→ **SOURCE PASSAGE**
For ultra-low latency, use BusySpinWaitStrategy. Your CPU will run hot, but latency will be minimal. For background processing where some latency is acceptable, YieldingWaitStrategy or BlockingWaitStrategy save power.

Architecture Diagram

Loading diagram...

Part 5: Implementation - Building a Disruptor-Style Pipeline

Let's build a complete implementation from scratch. I'll show you both the naive blocking approach and the Disruptor-style approach so you can see the difference.

The Event Object

First, we need a reusable event object:

/**
 * Pre-allocated event object for the ring buffer.
 * Mutable to avoid allocation in the hot path.

→ **DATASET EXCERPT**
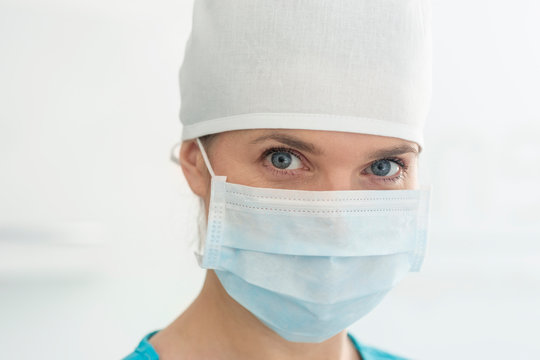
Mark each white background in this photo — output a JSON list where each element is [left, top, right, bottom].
[[0, 0, 540, 360]]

→ **REQUESTS**
a) Please edit the Disruptor passage from "Loading diagram..." to "the hot path.", replacing "ring buffer" with "circular buffer".
b) Using the Disruptor passage, decide whether each statement is true. Answer yes or no and quote the words that settle it.
(i) BusySpinWaitStrategy is the recommended choice for ultra-low latency.
(ii) The event object is freshly allocated for every event.
(iii) YieldingWaitStrategy is described as a way to save power.

→ **WORKED SOLUTIONS**
a)
Loading diagram...

Part 5: Implementation - Building a Disruptor-Style Pipeline

Let's build a complete implementation from scratch. I'll show you both the naive blocking approach and the Disruptor-style approach so you can see the difference.

The Event Object

First, we need a reusable event object:

/**
 * Pre-allocated event object for the circular buffer.
 * Mutable to avoid allocation in the hot path.

b)
(i) Yes: "For ultra-low latency, use BusySpinWaitStrategy."
(ii) No: "Pre-allocated event object for the ring buffer."
(iii) Yes: "YieldingWaitStrategy or BlockingWaitStrategy save power."